Yeah, looks like it clips it before saving. No idea why the heck they would do that, but there it is:
github.com/Seeed-Studio/DSOQuad … les.c#L385
Doesn’t affect Pawn or custom C programs, though.
Here in the land-down-under, analog TV transmissions ceased over a year ago. Now all terrestrial broadcasting is digital. Unfortunately I am only familiar with PAL SD (standard definition) standards, but not with NTSC, SECAM or HD.
There is still a huge number of gadgets and devices that use analog TV signals (most camcorders can output analog, security system cameras, and of course all the legacy stuff). I am pretty keen on an app that uses the DSO203 to display various things about analog TV waveforms.
I can think of a few…
1 - Display a whole frame : at frame rate (20mS [PAL 50Hz] across the display). Trigger on Vsync.
2 - Display single field : at field rate (10mS [PAL] across the display). Trigger on every second Vsync.
3 - Display a whole frame : at line rate (64uS [PAL] across the display). Trigger on Hsync.
4 - Display selected line : line rate (64uS [PAL] across the display). Count the line number after Vsync and trigger on that Hsync.
5 - Vectorscope type display of colour phase.

Image outline annotation entries:
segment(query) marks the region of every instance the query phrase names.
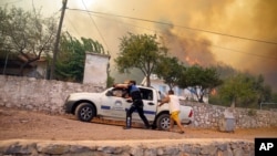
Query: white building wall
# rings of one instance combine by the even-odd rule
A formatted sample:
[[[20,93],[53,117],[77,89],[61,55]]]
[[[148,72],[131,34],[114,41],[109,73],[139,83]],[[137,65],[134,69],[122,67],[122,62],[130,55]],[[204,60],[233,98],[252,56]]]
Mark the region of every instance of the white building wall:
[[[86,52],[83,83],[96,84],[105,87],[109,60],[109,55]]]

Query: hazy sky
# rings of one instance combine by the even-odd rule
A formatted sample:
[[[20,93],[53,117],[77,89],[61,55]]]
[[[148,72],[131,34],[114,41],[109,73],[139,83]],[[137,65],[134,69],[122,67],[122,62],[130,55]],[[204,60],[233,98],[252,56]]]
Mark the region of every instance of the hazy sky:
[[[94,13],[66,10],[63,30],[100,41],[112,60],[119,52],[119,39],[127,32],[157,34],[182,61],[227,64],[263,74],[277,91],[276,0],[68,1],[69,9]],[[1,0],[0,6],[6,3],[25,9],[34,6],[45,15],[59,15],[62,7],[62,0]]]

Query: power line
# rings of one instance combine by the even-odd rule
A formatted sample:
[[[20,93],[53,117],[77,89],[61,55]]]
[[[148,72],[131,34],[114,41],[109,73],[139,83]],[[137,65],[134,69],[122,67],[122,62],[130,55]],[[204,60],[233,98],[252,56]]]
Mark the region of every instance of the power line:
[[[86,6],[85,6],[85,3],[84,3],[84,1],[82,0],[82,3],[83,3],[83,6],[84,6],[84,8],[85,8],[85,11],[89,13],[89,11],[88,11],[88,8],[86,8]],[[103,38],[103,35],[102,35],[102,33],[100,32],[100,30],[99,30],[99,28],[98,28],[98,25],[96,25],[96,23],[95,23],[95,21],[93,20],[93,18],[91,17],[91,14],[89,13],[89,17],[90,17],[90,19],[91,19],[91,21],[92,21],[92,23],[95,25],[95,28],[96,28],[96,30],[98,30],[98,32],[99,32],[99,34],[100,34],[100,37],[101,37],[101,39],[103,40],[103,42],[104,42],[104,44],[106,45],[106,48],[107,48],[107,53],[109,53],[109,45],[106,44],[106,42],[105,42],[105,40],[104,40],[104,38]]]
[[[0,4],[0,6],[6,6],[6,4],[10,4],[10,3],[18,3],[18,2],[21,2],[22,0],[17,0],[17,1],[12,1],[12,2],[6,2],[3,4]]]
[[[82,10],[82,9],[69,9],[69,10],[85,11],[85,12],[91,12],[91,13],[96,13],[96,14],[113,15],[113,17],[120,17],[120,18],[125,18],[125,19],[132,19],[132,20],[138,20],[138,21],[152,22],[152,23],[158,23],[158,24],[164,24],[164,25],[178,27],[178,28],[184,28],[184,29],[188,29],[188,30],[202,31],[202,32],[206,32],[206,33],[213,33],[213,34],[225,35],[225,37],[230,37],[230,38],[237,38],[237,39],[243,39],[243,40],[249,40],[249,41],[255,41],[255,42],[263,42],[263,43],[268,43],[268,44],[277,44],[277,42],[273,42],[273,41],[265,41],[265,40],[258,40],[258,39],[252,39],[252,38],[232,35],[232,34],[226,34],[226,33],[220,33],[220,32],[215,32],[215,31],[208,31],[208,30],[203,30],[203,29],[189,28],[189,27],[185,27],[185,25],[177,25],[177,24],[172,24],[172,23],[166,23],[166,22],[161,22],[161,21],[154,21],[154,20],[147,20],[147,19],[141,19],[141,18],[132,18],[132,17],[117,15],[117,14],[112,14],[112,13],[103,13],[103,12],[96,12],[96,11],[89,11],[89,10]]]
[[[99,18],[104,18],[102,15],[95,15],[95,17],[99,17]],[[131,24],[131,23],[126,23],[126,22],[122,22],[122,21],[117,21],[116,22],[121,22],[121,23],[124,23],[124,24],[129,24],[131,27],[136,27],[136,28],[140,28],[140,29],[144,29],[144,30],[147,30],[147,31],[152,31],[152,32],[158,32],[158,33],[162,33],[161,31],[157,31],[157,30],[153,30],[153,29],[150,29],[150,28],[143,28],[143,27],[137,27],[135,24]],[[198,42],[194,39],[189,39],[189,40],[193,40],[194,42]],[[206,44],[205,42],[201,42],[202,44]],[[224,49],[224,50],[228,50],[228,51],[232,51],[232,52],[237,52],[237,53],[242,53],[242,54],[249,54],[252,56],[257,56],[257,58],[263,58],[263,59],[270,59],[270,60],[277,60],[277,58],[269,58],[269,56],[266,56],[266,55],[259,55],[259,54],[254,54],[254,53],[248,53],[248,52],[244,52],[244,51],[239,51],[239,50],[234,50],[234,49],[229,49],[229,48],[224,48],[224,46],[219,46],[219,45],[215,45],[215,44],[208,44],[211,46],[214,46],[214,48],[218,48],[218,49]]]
==
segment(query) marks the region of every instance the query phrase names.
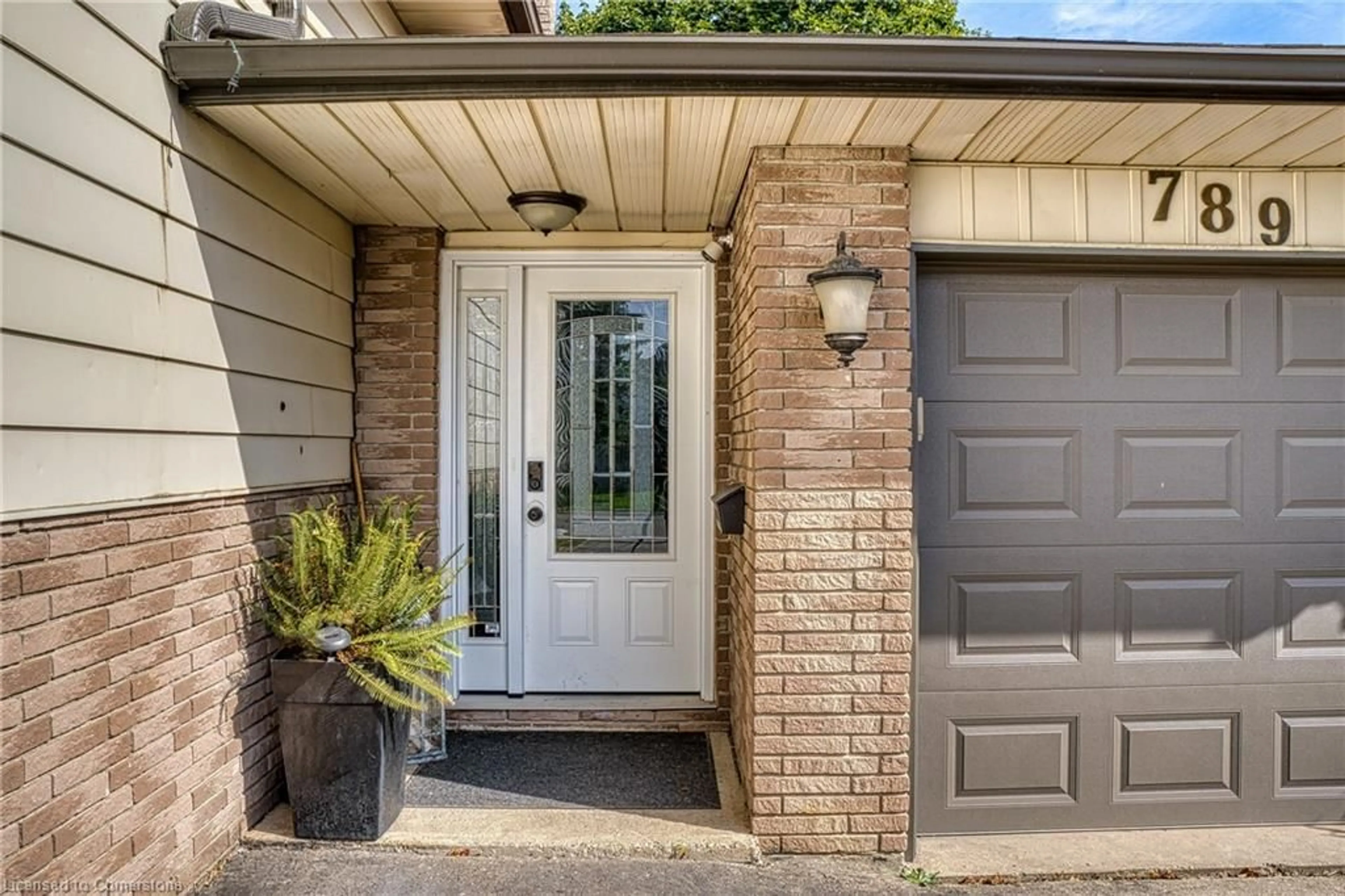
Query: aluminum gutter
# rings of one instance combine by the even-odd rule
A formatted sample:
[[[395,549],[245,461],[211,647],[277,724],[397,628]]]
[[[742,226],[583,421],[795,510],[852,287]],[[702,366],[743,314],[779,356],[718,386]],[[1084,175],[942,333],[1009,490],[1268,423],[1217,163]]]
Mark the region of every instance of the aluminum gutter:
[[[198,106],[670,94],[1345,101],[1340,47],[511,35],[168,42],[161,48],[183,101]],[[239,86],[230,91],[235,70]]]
==
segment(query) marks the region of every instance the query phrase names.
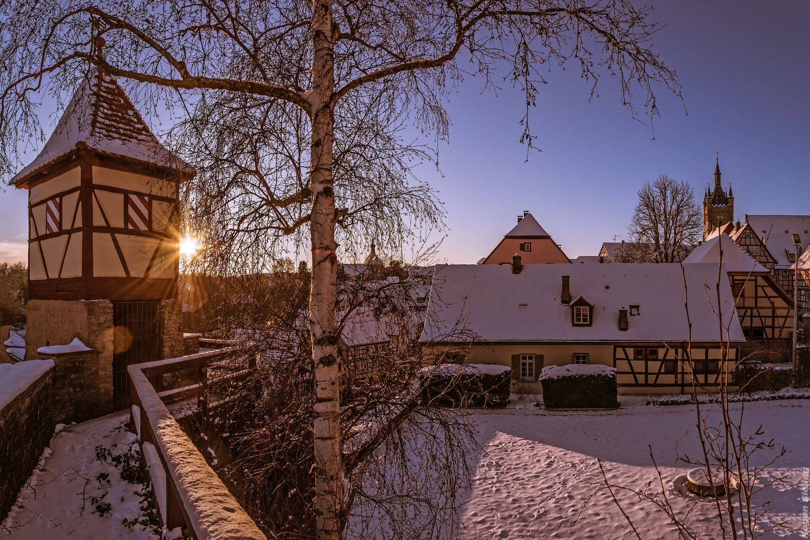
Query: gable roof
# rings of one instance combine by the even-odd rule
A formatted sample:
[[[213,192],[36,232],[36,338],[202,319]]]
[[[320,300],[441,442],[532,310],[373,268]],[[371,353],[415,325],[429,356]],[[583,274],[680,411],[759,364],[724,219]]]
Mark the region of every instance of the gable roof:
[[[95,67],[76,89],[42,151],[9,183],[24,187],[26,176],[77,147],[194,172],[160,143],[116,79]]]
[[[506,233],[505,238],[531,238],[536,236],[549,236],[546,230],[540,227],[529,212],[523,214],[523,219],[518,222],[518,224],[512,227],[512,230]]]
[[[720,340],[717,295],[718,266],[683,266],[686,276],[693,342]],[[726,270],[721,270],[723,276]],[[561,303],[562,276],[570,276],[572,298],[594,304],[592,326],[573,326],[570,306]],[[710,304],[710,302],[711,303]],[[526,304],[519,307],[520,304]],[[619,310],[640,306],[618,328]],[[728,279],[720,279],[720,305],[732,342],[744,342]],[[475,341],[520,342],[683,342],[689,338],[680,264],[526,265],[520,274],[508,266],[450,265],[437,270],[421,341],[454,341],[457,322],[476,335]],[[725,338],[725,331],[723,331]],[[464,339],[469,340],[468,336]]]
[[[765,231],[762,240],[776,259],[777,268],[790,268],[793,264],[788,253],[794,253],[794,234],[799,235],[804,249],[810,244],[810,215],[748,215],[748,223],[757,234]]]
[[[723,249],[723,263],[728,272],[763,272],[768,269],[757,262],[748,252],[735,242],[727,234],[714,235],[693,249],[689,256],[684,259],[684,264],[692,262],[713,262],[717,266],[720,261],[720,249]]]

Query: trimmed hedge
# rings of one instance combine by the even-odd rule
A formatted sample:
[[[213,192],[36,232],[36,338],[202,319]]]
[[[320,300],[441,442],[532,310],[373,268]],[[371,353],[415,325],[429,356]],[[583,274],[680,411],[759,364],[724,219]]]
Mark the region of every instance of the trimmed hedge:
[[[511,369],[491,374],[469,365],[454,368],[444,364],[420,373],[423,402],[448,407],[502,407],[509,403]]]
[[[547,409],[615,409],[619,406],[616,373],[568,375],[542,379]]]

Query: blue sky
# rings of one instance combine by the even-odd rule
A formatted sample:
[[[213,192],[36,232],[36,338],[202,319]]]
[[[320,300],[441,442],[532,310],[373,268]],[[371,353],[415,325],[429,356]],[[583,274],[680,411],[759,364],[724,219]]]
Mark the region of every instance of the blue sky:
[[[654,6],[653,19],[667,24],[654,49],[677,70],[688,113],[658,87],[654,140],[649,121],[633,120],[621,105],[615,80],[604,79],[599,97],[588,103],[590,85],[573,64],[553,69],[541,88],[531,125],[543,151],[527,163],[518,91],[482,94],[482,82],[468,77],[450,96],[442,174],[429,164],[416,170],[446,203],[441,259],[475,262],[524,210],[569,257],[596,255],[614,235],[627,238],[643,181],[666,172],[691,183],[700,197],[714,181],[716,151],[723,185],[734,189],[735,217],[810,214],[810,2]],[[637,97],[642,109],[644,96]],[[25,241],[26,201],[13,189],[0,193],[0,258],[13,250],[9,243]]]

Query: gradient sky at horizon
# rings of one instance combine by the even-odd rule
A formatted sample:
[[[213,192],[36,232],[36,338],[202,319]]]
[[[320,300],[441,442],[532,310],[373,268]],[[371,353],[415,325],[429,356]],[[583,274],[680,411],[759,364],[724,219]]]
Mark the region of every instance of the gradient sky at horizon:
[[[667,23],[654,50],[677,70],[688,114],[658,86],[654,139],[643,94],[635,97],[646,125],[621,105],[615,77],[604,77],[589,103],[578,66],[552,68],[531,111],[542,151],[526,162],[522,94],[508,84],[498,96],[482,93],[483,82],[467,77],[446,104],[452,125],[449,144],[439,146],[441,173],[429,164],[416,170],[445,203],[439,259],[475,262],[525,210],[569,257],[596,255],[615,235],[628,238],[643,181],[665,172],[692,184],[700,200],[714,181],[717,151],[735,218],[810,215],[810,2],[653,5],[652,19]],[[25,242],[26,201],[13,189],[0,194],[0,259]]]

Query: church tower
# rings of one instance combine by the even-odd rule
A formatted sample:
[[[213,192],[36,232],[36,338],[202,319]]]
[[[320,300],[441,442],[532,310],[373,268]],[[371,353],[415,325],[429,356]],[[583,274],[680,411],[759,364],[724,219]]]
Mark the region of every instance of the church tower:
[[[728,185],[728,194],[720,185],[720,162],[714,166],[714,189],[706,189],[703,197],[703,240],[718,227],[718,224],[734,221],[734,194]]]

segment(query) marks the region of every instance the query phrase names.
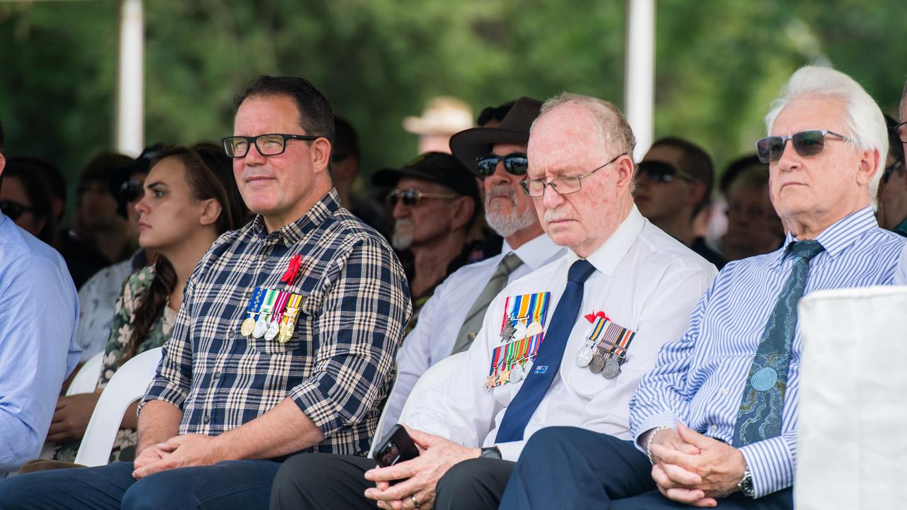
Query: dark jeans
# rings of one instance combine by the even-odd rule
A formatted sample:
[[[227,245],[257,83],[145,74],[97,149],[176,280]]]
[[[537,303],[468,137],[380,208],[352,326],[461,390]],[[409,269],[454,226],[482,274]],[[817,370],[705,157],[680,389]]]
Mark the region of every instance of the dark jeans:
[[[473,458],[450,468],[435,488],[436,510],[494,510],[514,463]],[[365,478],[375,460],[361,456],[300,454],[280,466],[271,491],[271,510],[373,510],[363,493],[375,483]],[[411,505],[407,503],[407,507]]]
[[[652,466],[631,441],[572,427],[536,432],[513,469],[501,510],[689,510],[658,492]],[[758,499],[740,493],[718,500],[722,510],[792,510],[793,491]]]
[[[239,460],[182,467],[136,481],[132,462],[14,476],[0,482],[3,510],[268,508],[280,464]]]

Objectives:
A. According to the forum thread, how long ago did analog TV transmissions cease in the land-down-under?
B. Copy everything in the forum thread from "There is still" down to "analog TV waveforms.".

Response list:
A. Over a year ago.

B.
There is still a huge number of gadgets and devices that use analog TV signals (most camcorders can output analog, security system cameras, and of course all the legacy stuff). I am pretty keen on an app that uses the DSO203 to display various things about analog TV waveforms.